### Task details
What the task requires is each entry, restated exactly.
___ Given information ___
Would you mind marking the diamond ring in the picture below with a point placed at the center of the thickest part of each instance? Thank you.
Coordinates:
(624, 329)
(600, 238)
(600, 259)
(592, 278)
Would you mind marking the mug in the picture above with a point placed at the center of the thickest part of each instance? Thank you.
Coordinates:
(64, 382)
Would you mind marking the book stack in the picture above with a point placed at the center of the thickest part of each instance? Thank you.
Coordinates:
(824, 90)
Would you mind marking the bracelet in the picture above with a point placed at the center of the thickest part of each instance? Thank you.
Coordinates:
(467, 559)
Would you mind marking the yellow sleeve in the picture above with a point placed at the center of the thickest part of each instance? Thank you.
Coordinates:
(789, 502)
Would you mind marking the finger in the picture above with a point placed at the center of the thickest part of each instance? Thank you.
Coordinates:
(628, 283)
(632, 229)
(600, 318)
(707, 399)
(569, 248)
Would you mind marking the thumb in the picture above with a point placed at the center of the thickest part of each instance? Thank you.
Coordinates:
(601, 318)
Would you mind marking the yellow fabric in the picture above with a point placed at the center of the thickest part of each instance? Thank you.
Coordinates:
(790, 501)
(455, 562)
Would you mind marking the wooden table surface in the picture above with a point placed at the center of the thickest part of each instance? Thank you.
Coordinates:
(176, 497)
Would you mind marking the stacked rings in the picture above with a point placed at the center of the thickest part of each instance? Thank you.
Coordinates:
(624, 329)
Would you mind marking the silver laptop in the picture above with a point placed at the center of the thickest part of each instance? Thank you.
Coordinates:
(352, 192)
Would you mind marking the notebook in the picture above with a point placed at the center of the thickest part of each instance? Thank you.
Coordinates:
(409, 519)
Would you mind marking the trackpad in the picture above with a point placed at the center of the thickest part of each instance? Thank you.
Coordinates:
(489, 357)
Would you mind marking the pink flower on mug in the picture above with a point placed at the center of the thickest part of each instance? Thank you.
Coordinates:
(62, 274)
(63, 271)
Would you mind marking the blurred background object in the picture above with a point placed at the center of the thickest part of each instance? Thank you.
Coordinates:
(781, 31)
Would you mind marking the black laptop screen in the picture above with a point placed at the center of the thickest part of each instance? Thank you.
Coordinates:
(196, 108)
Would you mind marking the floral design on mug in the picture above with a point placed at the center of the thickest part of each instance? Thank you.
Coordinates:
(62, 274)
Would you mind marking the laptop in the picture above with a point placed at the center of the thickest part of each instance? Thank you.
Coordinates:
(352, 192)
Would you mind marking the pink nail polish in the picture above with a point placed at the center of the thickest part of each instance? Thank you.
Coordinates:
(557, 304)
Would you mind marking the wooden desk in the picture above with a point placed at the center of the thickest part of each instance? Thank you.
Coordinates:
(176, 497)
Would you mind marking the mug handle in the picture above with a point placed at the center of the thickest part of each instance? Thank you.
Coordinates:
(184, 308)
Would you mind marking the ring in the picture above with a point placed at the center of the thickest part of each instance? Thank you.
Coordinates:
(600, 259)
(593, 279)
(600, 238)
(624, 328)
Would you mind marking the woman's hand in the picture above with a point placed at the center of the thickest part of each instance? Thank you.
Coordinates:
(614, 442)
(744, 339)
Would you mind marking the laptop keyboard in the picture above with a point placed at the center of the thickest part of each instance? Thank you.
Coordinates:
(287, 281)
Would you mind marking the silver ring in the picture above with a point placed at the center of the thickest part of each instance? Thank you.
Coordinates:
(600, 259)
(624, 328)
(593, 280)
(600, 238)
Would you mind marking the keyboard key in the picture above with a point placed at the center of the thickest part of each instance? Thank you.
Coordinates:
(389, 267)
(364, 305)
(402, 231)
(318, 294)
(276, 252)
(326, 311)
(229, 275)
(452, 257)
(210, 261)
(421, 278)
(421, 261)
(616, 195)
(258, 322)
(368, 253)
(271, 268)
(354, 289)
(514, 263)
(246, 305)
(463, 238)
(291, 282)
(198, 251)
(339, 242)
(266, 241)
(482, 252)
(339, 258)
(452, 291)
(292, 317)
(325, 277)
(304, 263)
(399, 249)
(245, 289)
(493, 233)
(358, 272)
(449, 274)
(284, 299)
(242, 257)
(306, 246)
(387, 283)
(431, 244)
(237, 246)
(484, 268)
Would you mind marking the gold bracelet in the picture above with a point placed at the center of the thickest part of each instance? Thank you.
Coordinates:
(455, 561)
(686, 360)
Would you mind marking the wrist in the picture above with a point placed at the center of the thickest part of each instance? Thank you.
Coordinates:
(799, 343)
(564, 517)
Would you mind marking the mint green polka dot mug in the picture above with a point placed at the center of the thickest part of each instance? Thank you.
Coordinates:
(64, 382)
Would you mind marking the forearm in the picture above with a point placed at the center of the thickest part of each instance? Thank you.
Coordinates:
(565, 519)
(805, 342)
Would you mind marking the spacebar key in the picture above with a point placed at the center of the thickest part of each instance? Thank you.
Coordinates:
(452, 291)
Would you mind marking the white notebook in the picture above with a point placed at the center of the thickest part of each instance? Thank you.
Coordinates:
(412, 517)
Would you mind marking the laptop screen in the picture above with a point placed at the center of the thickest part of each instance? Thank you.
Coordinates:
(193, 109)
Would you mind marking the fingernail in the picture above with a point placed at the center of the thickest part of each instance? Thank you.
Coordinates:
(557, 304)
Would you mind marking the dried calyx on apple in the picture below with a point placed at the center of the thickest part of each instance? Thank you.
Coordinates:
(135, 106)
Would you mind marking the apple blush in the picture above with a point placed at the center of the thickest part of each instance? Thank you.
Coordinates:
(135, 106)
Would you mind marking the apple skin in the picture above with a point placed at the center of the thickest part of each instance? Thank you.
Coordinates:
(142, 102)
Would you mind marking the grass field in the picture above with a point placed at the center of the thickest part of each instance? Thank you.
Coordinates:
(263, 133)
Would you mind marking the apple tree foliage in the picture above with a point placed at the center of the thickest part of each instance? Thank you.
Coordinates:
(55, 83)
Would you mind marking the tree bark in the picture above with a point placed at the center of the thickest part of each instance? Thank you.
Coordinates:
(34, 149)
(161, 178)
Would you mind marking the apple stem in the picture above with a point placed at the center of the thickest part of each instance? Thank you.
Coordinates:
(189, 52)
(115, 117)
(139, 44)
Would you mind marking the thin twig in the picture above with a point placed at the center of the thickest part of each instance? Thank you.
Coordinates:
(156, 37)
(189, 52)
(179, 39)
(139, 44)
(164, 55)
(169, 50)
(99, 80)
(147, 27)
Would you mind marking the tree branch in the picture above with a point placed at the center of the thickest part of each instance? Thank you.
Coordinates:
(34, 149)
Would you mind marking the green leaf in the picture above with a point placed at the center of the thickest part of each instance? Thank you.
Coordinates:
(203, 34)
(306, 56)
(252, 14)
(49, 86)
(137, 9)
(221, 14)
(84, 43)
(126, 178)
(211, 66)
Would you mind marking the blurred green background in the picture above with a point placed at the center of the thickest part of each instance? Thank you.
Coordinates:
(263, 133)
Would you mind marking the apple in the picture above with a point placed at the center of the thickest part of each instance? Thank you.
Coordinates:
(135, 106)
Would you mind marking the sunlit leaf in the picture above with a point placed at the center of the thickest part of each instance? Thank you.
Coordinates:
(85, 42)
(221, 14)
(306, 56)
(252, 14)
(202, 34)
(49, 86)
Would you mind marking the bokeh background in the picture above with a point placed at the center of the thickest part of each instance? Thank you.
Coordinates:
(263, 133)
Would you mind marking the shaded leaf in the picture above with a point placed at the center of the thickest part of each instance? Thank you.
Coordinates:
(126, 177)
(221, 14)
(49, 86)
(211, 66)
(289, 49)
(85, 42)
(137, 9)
___
### Exercise answer
Would you mind marking the diamond ring in the picture below with a point placed at the center of the thickest part of each instance? Thank you.
Coordinates:
(624, 329)
(600, 238)
(600, 259)
(592, 278)
Would you mind marking the mug in the picture above with a point placed at the center of the thickest part of each instance? Thank you.
Coordinates:
(64, 382)
Would you mind marking the book stack in the picture above with a point placed at the center of the thickest part of each instance? Thank you.
Coordinates:
(824, 90)
Would you mind marking the bracelet in the picture above with a point placed at the center of the thickest part of each instance? Thank you.
Coordinates:
(467, 559)
Would you mind marking the yellow sleeve in the picture above with a point placed at the center of the thickest part of each instance? Thank you.
Coordinates:
(789, 502)
Would you mind marking the finger in the picture above with a point placed at the center of the thickest part of each instance? Thank you.
Coordinates:
(628, 283)
(632, 229)
(600, 318)
(707, 399)
(569, 248)
Would you mind marking the thumb in the picture above with a point placed at the center of the thickest part of each instance? Thank you.
Coordinates:
(601, 318)
Would you mind marking the yellow fabric in the picture above with a point placed at the center of the thickest part of each instance? Thank you.
Coordinates:
(790, 501)
(455, 562)
Would you mind marking the wooden table surface in the picture above with a point placed at the center of the thickest part of each instance? Thank you.
Coordinates:
(176, 497)
Would you mind marking the stacked rings in the picture above with a point placed at the center of the thickest part of each instance? Thank you.
Coordinates:
(624, 329)
Would you mind marking the silver laptop in the picture above with a point placed at the center of the thickest part of each instance? Thank you.
Coordinates:
(352, 192)
Would you mind marking the notebook in the picture above with a point placed at the center of the thickest part of each instance? Thank you.
Coordinates:
(409, 519)
Would you mind marking the trackpad in the picture above with a point placed at the center of the thickest part of each instance? Thank you.
Coordinates:
(489, 357)
Would you mind marking the pink flower on mug in the picture above with a point placed at the center of the thickest part of each instance? Thank you.
Coordinates:
(62, 274)
(63, 271)
Would you mind marking the blurred background object in the picture above with a point placed at the center of the thickest part of each instance? Thank you.
Coordinates:
(781, 31)
Would you mind marking the black laptop screen in the picture above with a point placed at the center of the thickest part of each instance? Thank you.
Coordinates:
(196, 108)
Would you mind marking the floral design on mug in the picture above with a point placed at the center of the thickest part of each instance? Thank you.
Coordinates:
(62, 274)
Would you mind marking the laptop in the picture above with a point placed at the center of the thickest part of each instance? Thank you.
Coordinates:
(352, 192)
Would you mind marking the pink nail polish in the picture above with a point placed at the center of the thickest part of each instance? Thank you.
Coordinates:
(557, 304)
Would you mind marking the wooden desk in the picture above with a point placed at the center of the thickest part of each instance? Thank you.
Coordinates:
(176, 497)
Would you mind marking the mug handle in the picture above with a point placed at the center of the thickest part of each instance? Thank you.
Coordinates:
(184, 308)
Would you mind marking the ring in the picture above with a point placed at the center of the thickest part of each instance? Thank you.
Coordinates:
(600, 259)
(593, 279)
(600, 238)
(624, 328)
Would you mind marking the woman's hand in the picture above with a point placed at the center of the thickest part of each instance? Thank you.
Coordinates:
(614, 442)
(744, 339)
Would you mind marking the laptop keyboard in the picture above with a point placed at the center of the thickest part of each instance? Thank you.
Coordinates:
(287, 281)
Would you mind marking the silver ring in the picture above with a point placed at the center of the thickest part of each instance? Thank you.
Coordinates:
(600, 259)
(624, 328)
(593, 280)
(600, 238)
Would you mind marking the keyboard key in the picture above with a point placed at the center of the thickest part of each instance? Thank you.
Coordinates:
(389, 267)
(364, 305)
(402, 231)
(318, 294)
(276, 252)
(326, 311)
(229, 275)
(452, 257)
(210, 261)
(421, 278)
(421, 261)
(616, 195)
(258, 322)
(368, 253)
(271, 268)
(354, 289)
(514, 263)
(246, 305)
(463, 238)
(291, 282)
(198, 251)
(339, 242)
(266, 241)
(482, 252)
(339, 258)
(452, 291)
(292, 317)
(325, 277)
(304, 263)
(399, 249)
(245, 289)
(493, 233)
(358, 272)
(449, 274)
(284, 299)
(242, 257)
(306, 246)
(387, 283)
(431, 244)
(237, 246)
(484, 268)
Would you mind marking the gold bracelet in the picture above with a point placed at the center of the thickest part of each instance? Thank you.
Coordinates:
(455, 561)
(686, 360)
Would you mind marking the wrist in the picture above with a point placed at the center of the thickest part of each instance? Thank you.
Coordinates:
(799, 343)
(564, 517)
Would you mind marking the mint green polka dot mug in the picture above with a point placed at the center of the thickest part of each instance? Thank you.
Coordinates:
(64, 382)
Would you mind marking the forearm in the picture above with a point placed at the center of the thickest part of each instance? Thank you.
Coordinates:
(565, 519)
(805, 342)
Would you mind marking the spacebar key in the picture above with a point placed at the center of the thickest part of each instance? Thank you.
Coordinates:
(452, 291)
Would you mind marking the white notebook in the picture above with a point placed at the center of the thickest part of each instance? Thank you.
Coordinates:
(412, 517)
Would you mind marking the laptop screen in the picture above with a point placed at the center of the thickest part of each instance? Thank you.
Coordinates:
(193, 109)
Would you mind marking the fingernail in the picture above with a point placed at the center of the thickest part of each instance? Thank you.
Coordinates:
(557, 304)
Would you mind marking the dried calyx on apple in the picture below with a point placed at the center of the thickest part of each instance? Thank you.
Coordinates:
(135, 106)
Would you mind marking the apple blush in the picture above with a point placed at the center of the thickest part of each instance? Thank you.
Coordinates:
(135, 106)
Would you mind marking the apple skin in the picture above with a point placed at the center of the thickest part of each instance? Thank you.
Coordinates:
(142, 102)
Would you mind marking the grass field in the picture above with a point placed at the center of the thickest part of each instance? Thank you.
Coordinates:
(263, 133)
Would you mind marking the apple tree foliage in the picture above with a point placed at the center of the thickest part of each instance? Thank you.
Coordinates:
(55, 83)
Would you mind marking the tree bark in the picture above with a point placed at the center of the thickest part of each instance? Thank you.
Coordinates:
(34, 149)
(161, 178)
Would you mind marking the apple stem in the picture above with a point placed at the center of the thickest part of each instance? Thank you.
Coordinates:
(189, 52)
(115, 117)
(139, 44)
Would you mind marking the thin twig in the picture above with a point placed at the center of the thickest part of each instance? Thank you.
Coordinates:
(156, 37)
(189, 52)
(179, 39)
(139, 44)
(164, 55)
(169, 50)
(99, 80)
(147, 27)
Would you mind marking the tree branch in the picture above with a point placed at the center of the thickest part of each instance? Thank you.
Coordinates:
(34, 149)
Would you mind marking the green leaf in the picture above with a point placed at the center of the thickest part of each instance? Thank you.
Coordinates:
(203, 34)
(306, 56)
(252, 14)
(49, 86)
(137, 9)
(221, 14)
(84, 43)
(126, 178)
(211, 66)
Would you mind marking the blurred green background in the picture above with a point placed at the center of the thickest part of each instance? Thank you.
Coordinates:
(263, 133)
Would you mind marking the apple in the picture above with a point placed at the center of the thickest part of each instance? Thank you.
Coordinates:
(135, 106)
Would you mind marking the sunlit leaf in the picture above with a point placed at the center of the thickest part of each instance? Thank you.
Coordinates:
(85, 42)
(221, 14)
(306, 56)
(252, 14)
(202, 34)
(49, 86)
Would you mind marking the bokeh background in the picture above with a point placed at the center of the thickest part of each instance? Thank you.
Coordinates:
(263, 133)
Would you mind marking the shaded leaf in the picture above with a point placed at the center of the thickest part of each instance? Thank you.
Coordinates:
(126, 177)
(221, 14)
(49, 86)
(211, 66)
(289, 49)
(85, 42)
(137, 9)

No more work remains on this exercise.